- TASKS TO PERFORM -
1. Translate this sentence from the post on the Borys Law habeas corpus test case into French: "A full day hearing before the Court of Appeal is set for May 29, 2023."
2. In the post on the Borys Law habeas corpus test case, which firm do the lawyers who joined the Appellants' team pro bono come from?

- PASSAGE SHOWN -
################
Simon Says

Bringing clarity to the inner workings of our legal system

Borys Law takes habeas corpus test case to Court of Appeal

In 2020, Simon Borys and Kate Mitchell of Borys Law–a boutique law firm in Kingston, Ontario that focuses on parole and correctional law–launched a test case, on behalf of a number of inmates serving life or indeterminate sentences, in coordination with the John Howard Society of Canada (represented by Paul Quick, a staff lawyer with the Queen’s Law School Prison Law Clinic) to challenge whether the writ of habeas corpus can be used to challenge situations where the Correctional Service of Canada refuses to lower an inmate’s security level.

After initially surviving a motion to strike brought by the Attorney General (reported at 2020 ONSC 6297), the test case was dismissed (reported at 2022 ONSC 2107).

However, the case has now been appealed to the Ontario Court of Appeal (C70956). The Appellants’ legal team has been joined by lawyers Adriel Weaver and Jessica Orkin from Goldblatt Partners LLP, who are acting pro bono. The John Howard Society has been granted party intervenor status (reported at 2022 ONCA 762) in the appeal. The Canadian Prison Law Association, along with the Black Legal Action Centre, the Canadian Association of Elizabeth Fry Societies, and the Canadian Civil Liberties Association, has been granted intervenor status to support the Appellants in this important case (reported at 2023 ONCA 64). A full day hearing before the Court of Appeal is set for May 29, 2023.
################
- DATA SHOWN -
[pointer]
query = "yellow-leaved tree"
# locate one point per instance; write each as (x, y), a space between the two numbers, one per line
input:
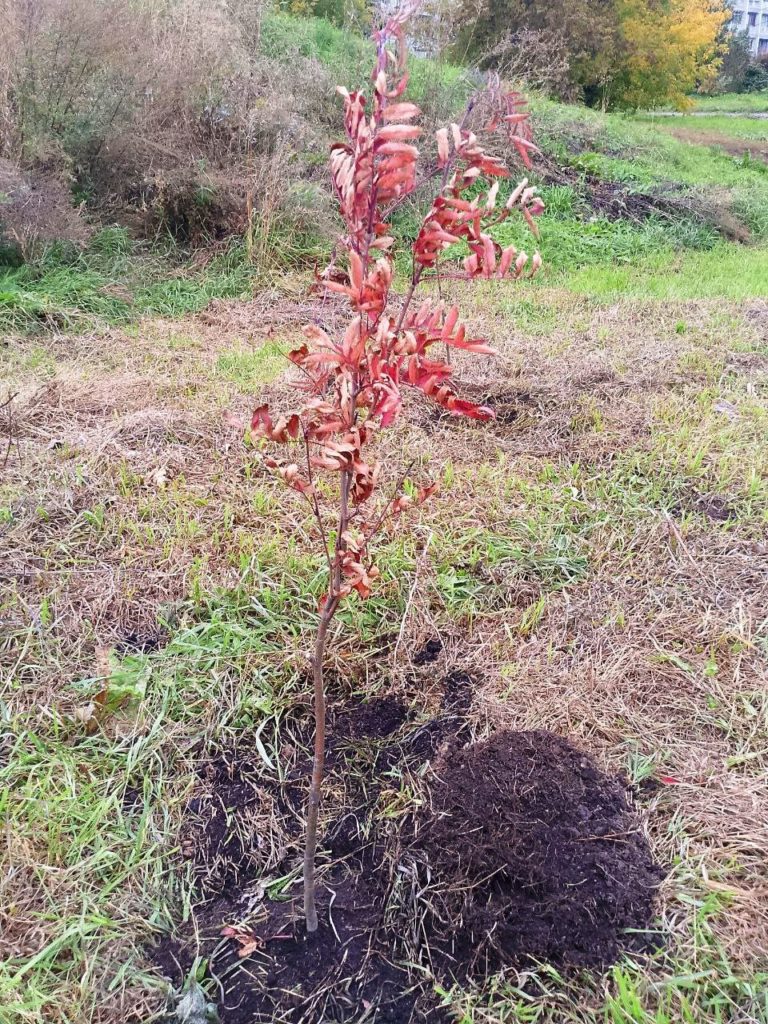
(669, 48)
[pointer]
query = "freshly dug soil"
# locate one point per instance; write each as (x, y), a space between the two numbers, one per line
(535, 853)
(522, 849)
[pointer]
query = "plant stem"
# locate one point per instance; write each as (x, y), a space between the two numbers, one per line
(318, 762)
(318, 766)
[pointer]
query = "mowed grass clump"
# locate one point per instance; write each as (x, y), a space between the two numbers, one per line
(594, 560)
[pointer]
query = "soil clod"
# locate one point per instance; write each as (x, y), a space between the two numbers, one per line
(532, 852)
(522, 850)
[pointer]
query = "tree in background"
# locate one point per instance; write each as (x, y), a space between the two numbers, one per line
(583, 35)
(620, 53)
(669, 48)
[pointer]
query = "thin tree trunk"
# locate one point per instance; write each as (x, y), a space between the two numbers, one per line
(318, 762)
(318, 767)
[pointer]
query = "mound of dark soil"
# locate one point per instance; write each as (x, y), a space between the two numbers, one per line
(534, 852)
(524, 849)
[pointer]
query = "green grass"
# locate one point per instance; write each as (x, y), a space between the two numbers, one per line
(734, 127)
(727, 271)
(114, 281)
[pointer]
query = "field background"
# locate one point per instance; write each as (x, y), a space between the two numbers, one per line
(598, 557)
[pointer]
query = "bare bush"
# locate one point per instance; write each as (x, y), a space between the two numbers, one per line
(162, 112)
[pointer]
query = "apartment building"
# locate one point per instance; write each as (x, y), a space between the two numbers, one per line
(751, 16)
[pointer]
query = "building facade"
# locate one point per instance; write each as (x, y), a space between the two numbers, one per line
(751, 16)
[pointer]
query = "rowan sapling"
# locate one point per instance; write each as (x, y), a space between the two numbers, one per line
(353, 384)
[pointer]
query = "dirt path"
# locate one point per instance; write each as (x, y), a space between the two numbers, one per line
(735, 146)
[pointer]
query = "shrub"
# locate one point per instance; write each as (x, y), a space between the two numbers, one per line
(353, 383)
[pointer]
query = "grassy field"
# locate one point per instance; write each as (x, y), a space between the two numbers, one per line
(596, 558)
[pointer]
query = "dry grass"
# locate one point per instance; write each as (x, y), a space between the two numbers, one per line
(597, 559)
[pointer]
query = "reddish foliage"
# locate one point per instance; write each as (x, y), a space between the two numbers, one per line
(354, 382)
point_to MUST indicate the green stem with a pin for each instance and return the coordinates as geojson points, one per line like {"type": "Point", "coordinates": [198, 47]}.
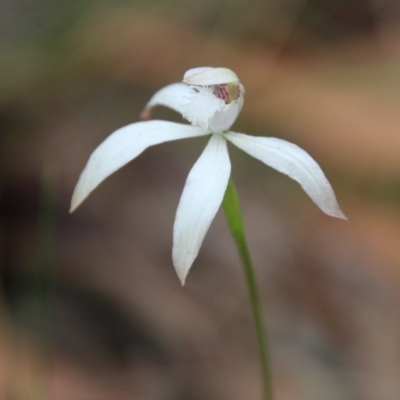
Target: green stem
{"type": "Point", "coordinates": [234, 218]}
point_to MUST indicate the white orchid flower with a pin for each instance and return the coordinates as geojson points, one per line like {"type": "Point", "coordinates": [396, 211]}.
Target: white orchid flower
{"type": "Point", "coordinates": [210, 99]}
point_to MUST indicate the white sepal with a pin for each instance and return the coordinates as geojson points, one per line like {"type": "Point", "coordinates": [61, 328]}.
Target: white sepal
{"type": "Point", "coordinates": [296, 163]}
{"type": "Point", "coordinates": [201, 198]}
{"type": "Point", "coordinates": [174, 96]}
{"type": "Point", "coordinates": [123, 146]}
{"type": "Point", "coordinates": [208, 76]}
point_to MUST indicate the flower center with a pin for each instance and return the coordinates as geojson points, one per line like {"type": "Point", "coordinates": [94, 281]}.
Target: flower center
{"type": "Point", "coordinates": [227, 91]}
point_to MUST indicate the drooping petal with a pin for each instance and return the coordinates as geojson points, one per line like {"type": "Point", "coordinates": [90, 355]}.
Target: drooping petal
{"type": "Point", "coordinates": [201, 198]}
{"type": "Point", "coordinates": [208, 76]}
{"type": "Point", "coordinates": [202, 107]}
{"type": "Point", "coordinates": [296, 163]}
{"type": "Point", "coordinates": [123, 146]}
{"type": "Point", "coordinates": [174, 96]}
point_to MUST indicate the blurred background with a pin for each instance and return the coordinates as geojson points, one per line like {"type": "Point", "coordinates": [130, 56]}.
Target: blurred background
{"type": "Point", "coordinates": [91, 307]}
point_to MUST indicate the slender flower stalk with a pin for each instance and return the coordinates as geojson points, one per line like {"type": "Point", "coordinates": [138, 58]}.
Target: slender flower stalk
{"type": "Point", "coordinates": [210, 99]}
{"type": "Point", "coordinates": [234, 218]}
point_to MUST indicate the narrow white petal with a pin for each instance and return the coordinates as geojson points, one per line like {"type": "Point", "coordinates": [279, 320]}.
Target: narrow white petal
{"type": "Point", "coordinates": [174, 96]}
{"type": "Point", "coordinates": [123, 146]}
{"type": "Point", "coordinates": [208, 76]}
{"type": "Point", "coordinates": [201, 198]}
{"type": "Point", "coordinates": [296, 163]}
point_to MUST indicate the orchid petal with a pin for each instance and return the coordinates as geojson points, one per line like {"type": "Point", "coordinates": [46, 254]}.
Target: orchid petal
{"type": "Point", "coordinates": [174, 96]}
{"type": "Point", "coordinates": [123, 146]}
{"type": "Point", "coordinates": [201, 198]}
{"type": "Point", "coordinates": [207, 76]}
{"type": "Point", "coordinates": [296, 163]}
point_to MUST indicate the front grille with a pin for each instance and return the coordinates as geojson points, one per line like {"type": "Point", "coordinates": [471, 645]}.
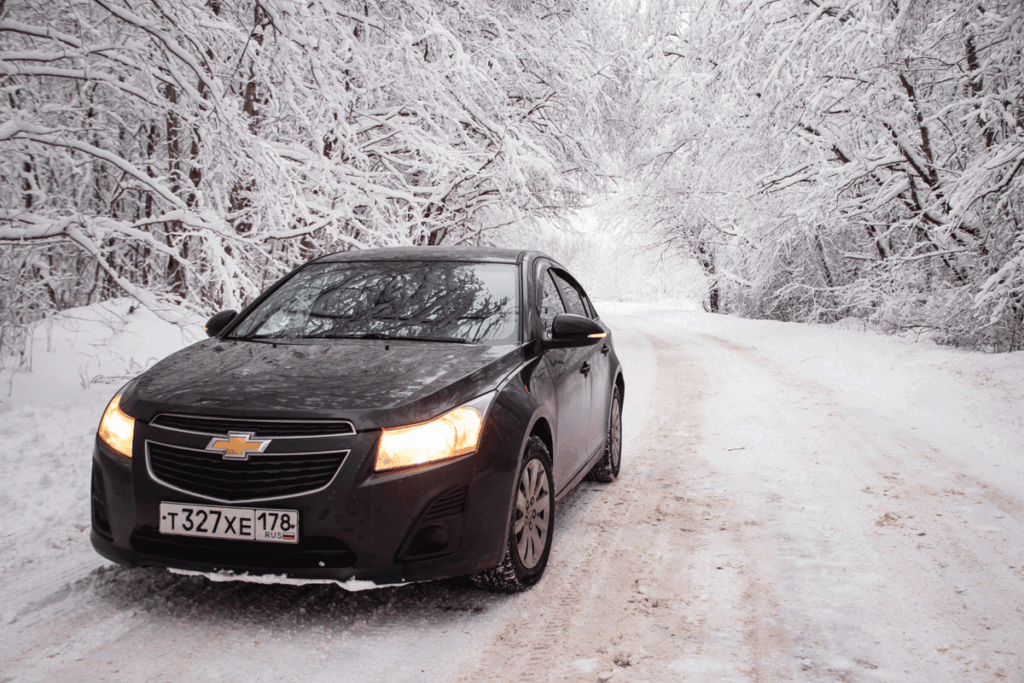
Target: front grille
################
- RESPONSES -
1. Une audience d'une journée complète devant la Cour d'appel est prévue pour le 29 mai 2023.

2. Goldblatt Partners LLP.